Data records Block Start

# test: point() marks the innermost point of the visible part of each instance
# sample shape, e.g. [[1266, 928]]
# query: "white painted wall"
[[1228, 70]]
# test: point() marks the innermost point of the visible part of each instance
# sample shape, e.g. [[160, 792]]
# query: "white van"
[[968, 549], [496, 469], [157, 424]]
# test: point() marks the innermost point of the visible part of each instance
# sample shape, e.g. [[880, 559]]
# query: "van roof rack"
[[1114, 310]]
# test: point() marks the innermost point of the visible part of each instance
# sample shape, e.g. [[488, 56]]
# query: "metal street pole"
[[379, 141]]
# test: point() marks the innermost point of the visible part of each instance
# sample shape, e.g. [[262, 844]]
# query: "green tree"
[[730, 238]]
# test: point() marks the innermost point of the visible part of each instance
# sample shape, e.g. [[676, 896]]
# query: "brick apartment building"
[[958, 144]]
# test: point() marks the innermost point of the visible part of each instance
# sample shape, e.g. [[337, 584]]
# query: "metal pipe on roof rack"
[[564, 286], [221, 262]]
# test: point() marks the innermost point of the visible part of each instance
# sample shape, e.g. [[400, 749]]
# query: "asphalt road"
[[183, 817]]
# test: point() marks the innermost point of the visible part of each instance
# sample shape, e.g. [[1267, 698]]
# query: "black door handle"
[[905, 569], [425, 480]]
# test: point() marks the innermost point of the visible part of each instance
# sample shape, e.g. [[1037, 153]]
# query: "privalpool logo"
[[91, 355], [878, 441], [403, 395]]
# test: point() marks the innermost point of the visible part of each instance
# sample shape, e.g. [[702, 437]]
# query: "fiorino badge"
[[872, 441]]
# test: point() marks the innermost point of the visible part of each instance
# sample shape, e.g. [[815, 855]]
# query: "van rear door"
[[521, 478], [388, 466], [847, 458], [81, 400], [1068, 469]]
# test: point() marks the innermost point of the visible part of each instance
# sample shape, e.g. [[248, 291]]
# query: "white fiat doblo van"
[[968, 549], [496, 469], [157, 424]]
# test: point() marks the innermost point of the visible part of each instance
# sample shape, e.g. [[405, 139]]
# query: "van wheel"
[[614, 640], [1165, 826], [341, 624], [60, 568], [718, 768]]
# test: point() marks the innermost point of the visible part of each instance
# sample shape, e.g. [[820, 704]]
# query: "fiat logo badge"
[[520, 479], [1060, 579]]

Data records Block End

Task —
Every entry above should be returned exactly as written.

Final answer —
# test: point() marks the innermost point of the visible part of each instance
# sample shape, e.g. [[1266, 928]]
# query: "white painted wall"
[[1228, 70]]
# test: point() marks the innermost point of the visible part of each instance
# sample shape, e.g. [[160, 792]]
# query: "white van"
[[968, 549], [496, 469], [157, 424]]
# test: point() marks the innermost point of the visible part of each instance
# sample shape, e.g. [[880, 559]]
# query: "van roof rack"
[[1114, 310]]
# test: point() marks the innermost point of the visible part of each instance
# sample shape, e.g. [[488, 56]]
# query: "metal street pole"
[[379, 141]]
# test: point() marks the innermost point of the visible part of each instance
# sample shape, e.g. [[262, 844]]
# query: "green tree"
[[730, 238]]
# test: point() marks the innermost point of the visible part of each instance
# sample shape, e.g. [[676, 896]]
# query: "brick apartment building"
[[958, 144]]
# test: point() marks the innermost point of the visible part of each instance
# sample shape, e.g. [[337, 584]]
# query: "metal pipe on roof rack"
[[564, 286], [221, 262]]
# test: point() marks the innermost point of the visible part of each instance
# sample shape, e.g. [[400, 749]]
# query: "asphalt road"
[[183, 817]]
# test: point() marks the innermost point of the visible part of each instance
# sample shape, e.g. [[1267, 698]]
# query: "black door handle"
[[905, 569], [425, 480]]
# test: point() marks the innermost point of the visible part of each instance
# sample shape, e.g. [[1037, 153]]
# query: "privalpool logo"
[[91, 355], [878, 441], [403, 395]]
# test: point() marks the innermost point of the visible part of each instance
# sample shape, e.g. [[702, 437]]
# query: "fiorino badge"
[[872, 441]]
# test: point() marks the innermost point of the visible part of each instance
# sample shape, e.g. [[815, 855]]
# query: "van rear door"
[[521, 478], [388, 466], [847, 458], [81, 400], [1068, 469]]
# test: point() marks the innermost point of the visible part of each instance
# sample shape, e.g. [[248, 291]]
# query: "white fiat doblo van"
[[968, 549], [496, 469], [157, 424]]
# test: point() marks the innermost point of the visible part of each instance
# sample shape, e.g. [[405, 139]]
# query: "van wheel"
[[614, 640], [1165, 826], [341, 624], [60, 568], [718, 768]]
# test: point() marks the innermost point of the visible part of each instance
# sample shape, e.g. [[820, 704]]
# query: "fiat logo badge"
[[520, 479], [1060, 579]]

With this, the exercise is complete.